● **Page excerpt**
==============================

Massage By Blind Masseurs

I hurt my back on Sunday stuffing envelopes (pause so you can finish laughing and continue reading). It hurt so bad that I took myself out of our soccer match - the first time I have ever taken myself out voluntarily. I broke my nose in the first half of a game in high school and finished the match, then had my nose surgically repaired the next week. Suffice it to say - my back was hurting real bad.

Anyway, I live in China now, and everyone kept telling me I should get a massage. Massages in China are cheap and abundant. My friends who have lived here for a while recommended that I either a) take someone else with me, or b) go to a blind masseuse. Both suggestions are to avoid stumbling upon something that is, shall we say, more than just a massage. As it turns out, there is a Blind Man Massage place right across the street from our apartment. So, against my own better judgment, I went. Let me just say that it was my first ever, and last ever massage.

==============================

(Dataset entries)
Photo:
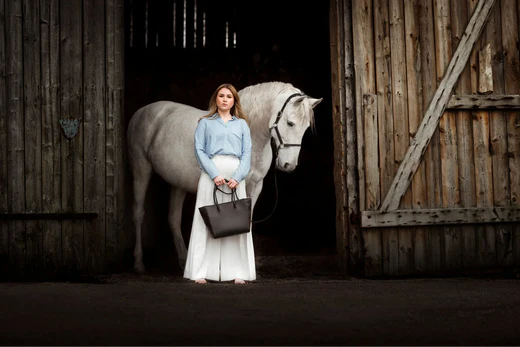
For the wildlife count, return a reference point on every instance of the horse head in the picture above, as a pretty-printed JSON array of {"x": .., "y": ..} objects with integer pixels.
[{"x": 289, "y": 126}]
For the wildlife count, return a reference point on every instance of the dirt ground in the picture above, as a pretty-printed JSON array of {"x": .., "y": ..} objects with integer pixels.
[{"x": 273, "y": 311}]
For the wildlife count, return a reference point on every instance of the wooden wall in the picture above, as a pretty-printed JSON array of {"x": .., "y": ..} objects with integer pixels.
[
  {"x": 401, "y": 52},
  {"x": 60, "y": 59}
]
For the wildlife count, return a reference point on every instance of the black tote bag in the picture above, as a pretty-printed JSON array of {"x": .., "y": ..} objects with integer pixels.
[{"x": 228, "y": 218}]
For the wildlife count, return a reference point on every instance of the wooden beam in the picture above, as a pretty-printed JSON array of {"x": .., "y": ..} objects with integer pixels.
[
  {"x": 470, "y": 102},
  {"x": 436, "y": 108},
  {"x": 448, "y": 216}
]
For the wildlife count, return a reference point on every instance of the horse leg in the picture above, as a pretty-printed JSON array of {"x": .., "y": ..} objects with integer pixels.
[
  {"x": 141, "y": 180},
  {"x": 174, "y": 218},
  {"x": 253, "y": 191}
]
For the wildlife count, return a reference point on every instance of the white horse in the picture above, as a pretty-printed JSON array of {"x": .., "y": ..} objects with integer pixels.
[{"x": 161, "y": 139}]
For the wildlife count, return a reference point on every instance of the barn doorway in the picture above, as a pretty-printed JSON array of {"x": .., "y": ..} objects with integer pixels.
[{"x": 181, "y": 50}]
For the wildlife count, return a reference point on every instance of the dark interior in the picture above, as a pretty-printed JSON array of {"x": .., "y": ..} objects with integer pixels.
[{"x": 266, "y": 41}]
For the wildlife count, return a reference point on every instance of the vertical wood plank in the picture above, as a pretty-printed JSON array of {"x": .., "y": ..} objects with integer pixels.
[
  {"x": 510, "y": 38},
  {"x": 32, "y": 134},
  {"x": 72, "y": 149},
  {"x": 372, "y": 238},
  {"x": 364, "y": 65},
  {"x": 363, "y": 45},
  {"x": 385, "y": 122},
  {"x": 371, "y": 157},
  {"x": 448, "y": 139},
  {"x": 114, "y": 135},
  {"x": 4, "y": 226},
  {"x": 400, "y": 242},
  {"x": 15, "y": 142},
  {"x": 336, "y": 18},
  {"x": 355, "y": 239},
  {"x": 498, "y": 140},
  {"x": 460, "y": 18},
  {"x": 94, "y": 132},
  {"x": 364, "y": 68},
  {"x": 51, "y": 166},
  {"x": 432, "y": 156},
  {"x": 415, "y": 112},
  {"x": 483, "y": 164}
]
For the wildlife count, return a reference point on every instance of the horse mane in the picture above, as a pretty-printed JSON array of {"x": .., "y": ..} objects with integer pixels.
[{"x": 253, "y": 98}]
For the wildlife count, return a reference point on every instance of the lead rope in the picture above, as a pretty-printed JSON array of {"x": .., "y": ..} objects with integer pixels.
[{"x": 276, "y": 193}]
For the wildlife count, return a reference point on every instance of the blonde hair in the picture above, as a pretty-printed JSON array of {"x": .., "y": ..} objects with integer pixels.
[{"x": 236, "y": 110}]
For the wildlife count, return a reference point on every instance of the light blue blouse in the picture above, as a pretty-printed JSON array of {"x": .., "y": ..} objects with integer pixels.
[{"x": 214, "y": 137}]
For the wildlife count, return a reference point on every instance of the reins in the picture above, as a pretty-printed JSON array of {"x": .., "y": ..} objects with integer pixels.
[
  {"x": 276, "y": 150},
  {"x": 276, "y": 190}
]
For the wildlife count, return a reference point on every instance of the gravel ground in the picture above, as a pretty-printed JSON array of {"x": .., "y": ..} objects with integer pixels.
[{"x": 168, "y": 310}]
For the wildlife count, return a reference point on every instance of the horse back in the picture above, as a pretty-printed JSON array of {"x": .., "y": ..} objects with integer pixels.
[{"x": 163, "y": 134}]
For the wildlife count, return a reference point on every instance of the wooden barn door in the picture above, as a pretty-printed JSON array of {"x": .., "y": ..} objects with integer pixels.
[
  {"x": 181, "y": 50},
  {"x": 434, "y": 178},
  {"x": 61, "y": 93}
]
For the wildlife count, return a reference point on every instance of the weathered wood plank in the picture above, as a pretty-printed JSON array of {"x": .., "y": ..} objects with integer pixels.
[
  {"x": 448, "y": 138},
  {"x": 498, "y": 140},
  {"x": 432, "y": 156},
  {"x": 401, "y": 129},
  {"x": 15, "y": 145},
  {"x": 371, "y": 157},
  {"x": 355, "y": 242},
  {"x": 94, "y": 132},
  {"x": 387, "y": 166},
  {"x": 372, "y": 239},
  {"x": 415, "y": 112},
  {"x": 32, "y": 134},
  {"x": 365, "y": 75},
  {"x": 115, "y": 167},
  {"x": 4, "y": 226},
  {"x": 492, "y": 101},
  {"x": 338, "y": 105},
  {"x": 471, "y": 241},
  {"x": 72, "y": 149},
  {"x": 363, "y": 59},
  {"x": 51, "y": 166},
  {"x": 447, "y": 216},
  {"x": 514, "y": 143},
  {"x": 510, "y": 38},
  {"x": 485, "y": 81},
  {"x": 467, "y": 240},
  {"x": 436, "y": 108}
]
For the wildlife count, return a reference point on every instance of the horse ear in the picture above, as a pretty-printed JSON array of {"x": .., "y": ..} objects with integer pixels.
[{"x": 314, "y": 102}]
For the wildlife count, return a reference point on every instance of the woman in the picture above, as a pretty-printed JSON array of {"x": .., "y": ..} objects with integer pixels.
[{"x": 223, "y": 150}]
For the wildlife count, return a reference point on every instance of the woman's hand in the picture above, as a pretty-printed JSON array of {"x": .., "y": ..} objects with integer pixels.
[
  {"x": 219, "y": 180},
  {"x": 232, "y": 183}
]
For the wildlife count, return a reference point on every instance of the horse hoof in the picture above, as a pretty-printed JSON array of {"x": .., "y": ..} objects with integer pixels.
[{"x": 139, "y": 269}]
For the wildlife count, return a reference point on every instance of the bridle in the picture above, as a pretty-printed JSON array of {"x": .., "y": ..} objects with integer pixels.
[{"x": 281, "y": 144}]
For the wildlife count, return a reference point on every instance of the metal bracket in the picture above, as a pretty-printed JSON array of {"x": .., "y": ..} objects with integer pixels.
[{"x": 70, "y": 127}]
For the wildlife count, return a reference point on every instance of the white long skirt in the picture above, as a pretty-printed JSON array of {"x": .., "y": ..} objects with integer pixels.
[{"x": 221, "y": 259}]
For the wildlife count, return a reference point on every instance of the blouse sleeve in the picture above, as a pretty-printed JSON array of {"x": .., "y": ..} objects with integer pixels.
[
  {"x": 200, "y": 151},
  {"x": 245, "y": 158}
]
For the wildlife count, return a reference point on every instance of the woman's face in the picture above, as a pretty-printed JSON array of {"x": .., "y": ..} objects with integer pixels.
[{"x": 225, "y": 100}]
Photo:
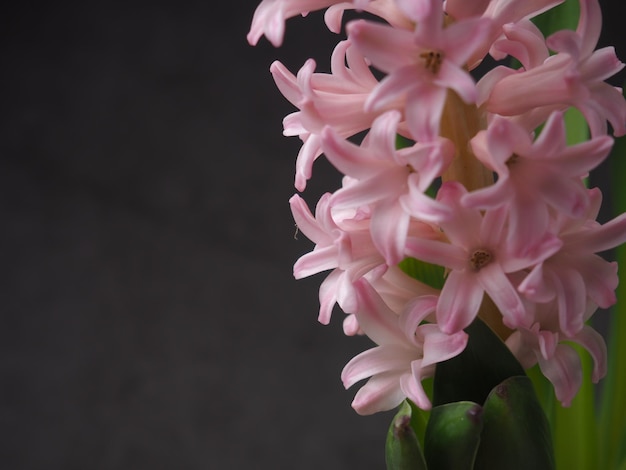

==============================

● **What you are asked to do**
In the post about massage by blind masseurs, how did the writer hurt their back?

● **Problem solution**
The writer hurt their back stuffing envelopes on Sunday.